:: EXERCISE PASSAGE ::
=-=-=-=-=

Hebrew U researcher pioneers gene research

JERUSALEM — The discoveries made by scientist Howard Cedar may not lead to a cure-all cancer pill, but his research has yielded insights into the causes of cancer that could help identify those most at risk and offer them preventative care.

Howard Cedar

JERUSALEM — The discoveries made by scientist Howard Cedar may not lead to a cure-all cancer pill, but his research has yielded insights into the causes of cancer that could help identify those most at risk and offer them preventative care.

Howard Cedar

Cedar, head of the developmental biology and cancer research department at the Hebrew University of Jerusalem, spoke to a group of six Canadian journalists in June as part of a six-day tour in Israel sponsored by Canadian Friends of Hebrew University (CFHU), a non-profit group that promotes and raises funds for the school.

The American-born professor, a recipient of the 2008 Wolf Prize – one of Israel’s highest honours – first won scientific acclaim about 30 years ago when his research led to a new field of science called epigenetics, the study of changes in gene functions that occur without a change in the sequence of DNA.

Cedar’s findings provided scientists with clues as to how genes are regulated at the molecular level.

For his investigation into DNA methylation (chemical changes that occur in DNA molecules), Cedar has since been known as the “father of gene methylation,” and has discovered that methylation is involved in 95 per cent of cancer cases.

Cedar, considered Hebrew U’s best chance at another Nobel Prize, explained that when methylation occurs, the result is that only one part of the DNA code is available for the cell to read.

For example, a skin cell will only have genetic instructions to make skin, while the rest of its DNA code is “switched off.”

When an egg is fertilized, the first bundle of cells produced from it can develop into any cell in the body, because none of its genetic material has been methylated yet, he said.

But at some stage, the cells begin to assume particular functions – liver cells, skin cells, blood cells, etc.

“For example, the genes in liver cells are expressed, and proteins are made in the cell. Other genes in the liver cells are methylated. They are turned off in the liver cell,” Cedar said.

“So you could walk along the DNA, and say, ‘This is on, this is off, this is on, this is off.’ The reason the liver gets made the way it does is because of the way the switches are turned on… Is this going to be a liver, or is this going to be a kidney?”

This information is relevant to the study of cancer, because now, with scientists having the technology to thoroughly examine cancer cells, they’ve discovered that cancer is a kind of “switching disease.”

=-=-=-=-=

:: SUPPLIED DATA ::
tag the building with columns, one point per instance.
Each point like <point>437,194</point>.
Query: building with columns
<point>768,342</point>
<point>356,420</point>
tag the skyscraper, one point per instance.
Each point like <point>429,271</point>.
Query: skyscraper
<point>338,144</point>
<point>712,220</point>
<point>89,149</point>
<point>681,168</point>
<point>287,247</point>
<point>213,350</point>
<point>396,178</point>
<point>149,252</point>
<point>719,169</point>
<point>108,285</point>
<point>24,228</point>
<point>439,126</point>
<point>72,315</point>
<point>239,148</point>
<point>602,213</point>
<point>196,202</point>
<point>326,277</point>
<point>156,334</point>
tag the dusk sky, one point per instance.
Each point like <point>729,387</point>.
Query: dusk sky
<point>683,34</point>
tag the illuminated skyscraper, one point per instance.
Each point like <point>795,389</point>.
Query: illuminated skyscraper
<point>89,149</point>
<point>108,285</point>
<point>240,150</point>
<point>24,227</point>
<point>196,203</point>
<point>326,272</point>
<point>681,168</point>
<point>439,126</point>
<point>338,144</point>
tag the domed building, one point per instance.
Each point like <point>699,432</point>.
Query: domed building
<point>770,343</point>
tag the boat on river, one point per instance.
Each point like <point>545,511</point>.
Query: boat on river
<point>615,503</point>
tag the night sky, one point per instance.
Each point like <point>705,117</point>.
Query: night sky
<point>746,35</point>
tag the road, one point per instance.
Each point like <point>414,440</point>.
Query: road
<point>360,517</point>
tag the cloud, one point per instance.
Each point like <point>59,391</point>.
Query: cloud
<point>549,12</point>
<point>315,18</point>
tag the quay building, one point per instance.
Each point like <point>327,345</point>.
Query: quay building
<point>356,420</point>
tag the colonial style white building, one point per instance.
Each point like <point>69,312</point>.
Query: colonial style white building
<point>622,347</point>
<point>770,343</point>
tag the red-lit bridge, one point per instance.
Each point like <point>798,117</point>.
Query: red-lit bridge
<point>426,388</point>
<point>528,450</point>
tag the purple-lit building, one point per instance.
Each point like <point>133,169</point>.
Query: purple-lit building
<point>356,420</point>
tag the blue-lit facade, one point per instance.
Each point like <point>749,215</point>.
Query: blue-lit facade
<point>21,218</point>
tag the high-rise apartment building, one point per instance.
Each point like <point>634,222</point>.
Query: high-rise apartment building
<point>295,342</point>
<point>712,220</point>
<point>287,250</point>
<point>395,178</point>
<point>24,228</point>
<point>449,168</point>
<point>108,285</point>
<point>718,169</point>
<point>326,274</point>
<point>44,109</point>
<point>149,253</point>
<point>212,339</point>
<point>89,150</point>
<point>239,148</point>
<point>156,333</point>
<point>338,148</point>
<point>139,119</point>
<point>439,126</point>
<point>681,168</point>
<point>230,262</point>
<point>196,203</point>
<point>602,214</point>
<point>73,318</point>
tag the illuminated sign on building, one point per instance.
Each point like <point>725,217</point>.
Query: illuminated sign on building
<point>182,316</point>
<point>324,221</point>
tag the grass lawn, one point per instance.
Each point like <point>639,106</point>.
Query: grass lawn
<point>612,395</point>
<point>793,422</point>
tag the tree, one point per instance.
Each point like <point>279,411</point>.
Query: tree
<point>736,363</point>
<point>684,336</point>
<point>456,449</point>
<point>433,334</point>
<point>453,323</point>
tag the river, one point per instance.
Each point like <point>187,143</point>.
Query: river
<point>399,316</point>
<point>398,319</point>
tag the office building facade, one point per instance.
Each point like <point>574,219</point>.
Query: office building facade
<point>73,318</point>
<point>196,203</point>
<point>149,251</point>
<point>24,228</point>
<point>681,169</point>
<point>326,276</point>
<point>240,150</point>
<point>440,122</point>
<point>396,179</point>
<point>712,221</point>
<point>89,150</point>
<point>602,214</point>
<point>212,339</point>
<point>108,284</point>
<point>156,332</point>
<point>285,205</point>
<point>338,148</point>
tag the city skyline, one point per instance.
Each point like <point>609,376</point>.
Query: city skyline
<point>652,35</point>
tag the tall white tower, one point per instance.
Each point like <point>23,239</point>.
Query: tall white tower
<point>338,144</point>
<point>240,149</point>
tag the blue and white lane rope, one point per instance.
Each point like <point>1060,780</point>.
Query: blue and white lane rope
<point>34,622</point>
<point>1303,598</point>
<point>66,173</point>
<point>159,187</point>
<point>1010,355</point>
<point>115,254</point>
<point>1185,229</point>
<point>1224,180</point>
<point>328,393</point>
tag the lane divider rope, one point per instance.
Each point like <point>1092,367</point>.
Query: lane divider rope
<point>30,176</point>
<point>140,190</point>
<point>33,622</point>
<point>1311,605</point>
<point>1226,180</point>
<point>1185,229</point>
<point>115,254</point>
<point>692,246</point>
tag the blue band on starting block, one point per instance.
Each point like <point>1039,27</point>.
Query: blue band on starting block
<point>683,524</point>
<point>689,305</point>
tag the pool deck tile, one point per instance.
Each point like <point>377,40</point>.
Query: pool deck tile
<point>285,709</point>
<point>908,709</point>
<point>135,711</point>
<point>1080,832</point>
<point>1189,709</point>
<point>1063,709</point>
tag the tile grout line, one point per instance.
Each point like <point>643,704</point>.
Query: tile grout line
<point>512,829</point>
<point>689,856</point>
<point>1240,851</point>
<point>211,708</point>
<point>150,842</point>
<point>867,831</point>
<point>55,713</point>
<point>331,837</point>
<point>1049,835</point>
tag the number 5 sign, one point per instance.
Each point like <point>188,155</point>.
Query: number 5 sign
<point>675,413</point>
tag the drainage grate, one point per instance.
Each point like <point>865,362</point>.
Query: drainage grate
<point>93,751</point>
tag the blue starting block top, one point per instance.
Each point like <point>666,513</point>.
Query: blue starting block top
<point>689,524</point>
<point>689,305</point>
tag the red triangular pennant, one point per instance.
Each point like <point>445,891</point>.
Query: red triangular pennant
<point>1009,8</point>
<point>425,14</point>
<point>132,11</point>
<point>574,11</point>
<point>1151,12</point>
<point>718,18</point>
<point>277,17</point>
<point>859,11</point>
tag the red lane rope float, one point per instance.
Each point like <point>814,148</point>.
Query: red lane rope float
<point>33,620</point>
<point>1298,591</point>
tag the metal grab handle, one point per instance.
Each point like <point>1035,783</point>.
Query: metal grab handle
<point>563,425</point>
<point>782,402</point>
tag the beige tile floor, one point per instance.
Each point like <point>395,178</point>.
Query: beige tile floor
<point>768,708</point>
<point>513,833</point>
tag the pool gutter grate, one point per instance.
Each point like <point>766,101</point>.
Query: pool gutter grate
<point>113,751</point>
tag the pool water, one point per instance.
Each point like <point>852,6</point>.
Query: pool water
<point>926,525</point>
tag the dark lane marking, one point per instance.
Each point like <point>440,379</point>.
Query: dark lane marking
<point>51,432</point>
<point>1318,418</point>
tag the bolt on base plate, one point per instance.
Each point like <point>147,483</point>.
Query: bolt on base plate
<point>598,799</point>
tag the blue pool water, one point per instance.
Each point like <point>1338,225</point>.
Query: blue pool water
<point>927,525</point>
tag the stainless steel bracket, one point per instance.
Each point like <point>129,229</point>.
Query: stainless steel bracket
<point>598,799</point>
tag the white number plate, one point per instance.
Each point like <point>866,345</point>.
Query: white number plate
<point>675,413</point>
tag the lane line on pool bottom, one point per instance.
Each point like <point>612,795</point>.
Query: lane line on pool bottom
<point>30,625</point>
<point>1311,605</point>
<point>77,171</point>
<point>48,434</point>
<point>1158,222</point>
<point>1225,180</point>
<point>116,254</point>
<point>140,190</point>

=-=-=-=-=

:: PROBLEMS AND TASKS ::
1. Write out the passage from the article on Howard Cedar's gene research, starting at "Cedar, considered Hebrew" and ending at "blood cells, etc.".
2. Continue the article on Howard Cedar's gene research from where it stops.

:: RESPONSE LIST ::
1.
Cedar, considered Hebrew U’s best chance at another Nobel Prize, explained that when methylation occurs, the result is that only one part of the DNA code is available for the cell to read.

For example, a skin cell will only have genetic instructions to make skin, while the rest of its DNA code is “switched off.”

When an egg is fertilized, the first bundle of cells produced from it can develop into any cell in the body, because none of its genetic material has been methylated yet, he said.

But at some stage, the cells begin to assume particular functions – liver cells, skin cells, blood cells, etc.

2.
In other words, cancers form when genes that are supposed to be turned off are turned on, and vice versa.

He added that regardless of the kind of cancer, methylation occurs in almost every tumour.

In late 2008, Cedar and his Hebrew U colleague Yehudit Bergman identified the mechanism by which human cells assume particular functions. With that information, they learned that genetic diseases such as Fragile X Syndrome – the most common form of developmental disability – also result from a gene that’s been turned off that is supposed to be turned on.

“There is nothing wrong with the gene – the gene’s fine. We only need to find a way to turn that gene on, like a switch,” he said.

Based on research he conducted on mice that were genetically manipulated to develop colon cancer, he and his team discovered that if those same mice were given drugs to inhibit DNA methylation from birth, the disease could be prevented.

Cedar – who is also a researcher at the new Institute for Medical Research Israel-Canada (IMRIC), for which CFHU has pledged to raise $50 million – said that he’s pleased to be partnering with Canadian scientists, including McGill University’s Moshe Szyf.

It’s one example of the interdisciplinary partnerships made through IMRIC in the hope of giving scientists in various research areas the opportunity to work together to better understand and prevent diseases such as cancer, Alzheimer’s and Parkinson’s.

Cedar said he is excited about the potential that IMRIC provides and praised Canadian donors for “seeing the bigger picture” and realizing that supporting Israeli scientists means they, too, will benefit from any medical discoveries that come out of Israel.

“We are very lucky that the Canadians love us.”